What is required:
When you return the data, keep each character exactly as it appears.

Phrase grounding data:
BEGIN
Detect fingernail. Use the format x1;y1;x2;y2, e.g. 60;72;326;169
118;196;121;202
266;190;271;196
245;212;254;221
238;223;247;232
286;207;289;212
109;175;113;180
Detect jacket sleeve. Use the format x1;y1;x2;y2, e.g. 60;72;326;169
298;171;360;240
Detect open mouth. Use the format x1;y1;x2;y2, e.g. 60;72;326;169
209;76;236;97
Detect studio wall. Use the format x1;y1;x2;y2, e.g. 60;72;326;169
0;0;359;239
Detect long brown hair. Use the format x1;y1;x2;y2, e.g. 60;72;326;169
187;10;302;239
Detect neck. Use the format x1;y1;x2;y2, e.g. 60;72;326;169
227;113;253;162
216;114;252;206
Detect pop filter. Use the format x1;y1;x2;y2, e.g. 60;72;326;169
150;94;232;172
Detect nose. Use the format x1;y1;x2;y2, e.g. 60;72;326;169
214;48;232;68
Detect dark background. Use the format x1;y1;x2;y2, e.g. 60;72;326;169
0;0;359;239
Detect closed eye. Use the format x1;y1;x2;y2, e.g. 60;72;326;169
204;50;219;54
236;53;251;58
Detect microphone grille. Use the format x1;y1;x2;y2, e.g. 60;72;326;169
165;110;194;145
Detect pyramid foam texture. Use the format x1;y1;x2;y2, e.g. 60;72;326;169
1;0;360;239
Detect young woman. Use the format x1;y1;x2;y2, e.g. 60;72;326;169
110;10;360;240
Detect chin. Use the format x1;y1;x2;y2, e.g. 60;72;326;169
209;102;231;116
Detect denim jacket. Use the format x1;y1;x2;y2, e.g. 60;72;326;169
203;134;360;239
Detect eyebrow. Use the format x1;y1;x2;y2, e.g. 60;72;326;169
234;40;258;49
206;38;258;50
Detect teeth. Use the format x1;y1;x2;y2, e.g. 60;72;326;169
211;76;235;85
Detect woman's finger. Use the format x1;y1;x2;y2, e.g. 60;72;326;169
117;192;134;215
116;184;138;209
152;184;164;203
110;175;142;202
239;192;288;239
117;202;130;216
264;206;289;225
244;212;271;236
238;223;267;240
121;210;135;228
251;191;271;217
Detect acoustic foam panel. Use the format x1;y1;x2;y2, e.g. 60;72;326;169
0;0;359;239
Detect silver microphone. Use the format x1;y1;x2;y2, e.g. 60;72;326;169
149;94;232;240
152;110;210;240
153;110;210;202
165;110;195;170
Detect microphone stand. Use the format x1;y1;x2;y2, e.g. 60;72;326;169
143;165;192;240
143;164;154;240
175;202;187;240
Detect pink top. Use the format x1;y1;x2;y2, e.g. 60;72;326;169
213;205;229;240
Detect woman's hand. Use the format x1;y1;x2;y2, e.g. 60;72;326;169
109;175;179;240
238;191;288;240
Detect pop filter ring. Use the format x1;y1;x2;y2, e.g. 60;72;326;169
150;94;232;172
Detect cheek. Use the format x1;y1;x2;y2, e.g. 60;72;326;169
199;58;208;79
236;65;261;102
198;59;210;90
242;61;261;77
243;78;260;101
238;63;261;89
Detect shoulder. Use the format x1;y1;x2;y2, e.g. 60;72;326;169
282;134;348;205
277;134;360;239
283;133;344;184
END
Solution for this exercise:
Detect fingernail. Use the format x1;y1;x2;y2, e.g. 60;72;326;169
118;196;121;202
266;190;271;196
245;212;254;221
238;223;247;232
286;207;289;212
109;175;113;180
Detect jacket sleeve. Use the format x1;y1;x2;y2, e.g. 60;72;326;169
298;171;360;240
Detect open mouth. Use the format x1;y1;x2;y2, e.g. 60;72;326;169
209;76;236;97
Detect studio wall. Use the format x1;y1;x2;y2, e.g. 60;72;326;169
0;0;359;239
Detect long brown hair. Use the format x1;y1;x2;y2, e.g. 60;72;326;169
187;10;302;239
Detect neck. Use the format x1;y1;x2;y2, e.g. 60;72;326;169
227;113;253;162
216;114;252;206
Detect pop filter. Use the format x1;y1;x2;y2, e.g. 60;72;326;169
150;94;232;172
Detect nose. Use the format x1;y1;x2;y2, e.g. 60;72;326;169
214;48;232;68
Detect dark background. Use the format x1;y1;x2;y2, e.g. 60;72;326;169
0;0;359;239
Detect closed eye. Use the format x1;y1;x2;y2, e.g. 60;72;326;169
204;50;219;54
236;53;251;58
Detect microphone grille. Use the format x1;y1;x2;y2, e.g. 60;72;326;169
165;110;194;145
Detect pyramid foam texture. Use the format x1;y1;x2;y2, e.g. 60;72;326;169
1;0;360;239
Detect young woman. Use the format x1;y1;x2;y2, e.g. 60;72;326;169
110;10;360;240
Detect chin. Use the format x1;y1;x2;y2, e.g. 60;72;326;169
209;102;231;116
Detect denim jacket. Use the format x1;y1;x2;y2, e.g. 60;72;326;169
203;134;360;239
Detect eyebrow. Use the format x1;y1;x2;y2, e.g. 60;72;326;169
234;40;258;49
206;38;258;50
Detect teeth. Use the format x1;y1;x2;y2, e.g. 60;72;326;169
211;76;235;85
Detect woman's finger. Use the format x1;y1;x2;y2, e.g. 60;72;326;169
117;192;134;215
116;184;138;209
152;184;164;203
110;175;142;202
239;192;288;239
117;202;130;216
264;206;289;225
244;212;271;236
238;223;267;240
121;210;135;228
251;191;271;217
Detect acoustic foam panel. Use the format x1;y1;x2;y2, e.g. 60;72;326;169
0;0;359;239
Detect silver microphone. Use the format x1;y1;x2;y2, e.g. 60;72;326;169
149;94;232;240
152;110;210;240
153;110;210;202
165;110;195;170
Detect microphone stand. Use the format x1;y1;x2;y2, e.g. 60;72;326;169
143;165;192;240
143;164;154;240
175;202;187;240
Detect pink top. Use the format x1;y1;x2;y2, e.g. 60;72;326;169
213;205;229;240
Detect woman's hand. Use the format x1;y1;x2;y2, e.g. 60;72;326;169
109;175;179;240
238;191;288;240
Detect pop filter ring. Use the format x1;y1;x2;y2, e.g. 60;72;326;169
150;94;232;172
Detect cheek. Use the format x1;y1;x2;y2, e.g. 60;72;326;169
199;58;208;79
236;65;261;102
198;59;210;90
242;61;261;77
243;78;260;101
238;63;261;89
Detect shoulder. Use the format x1;y1;x2;y2, e.g. 60;72;326;169
282;134;348;205
277;134;360;239
283;133;344;184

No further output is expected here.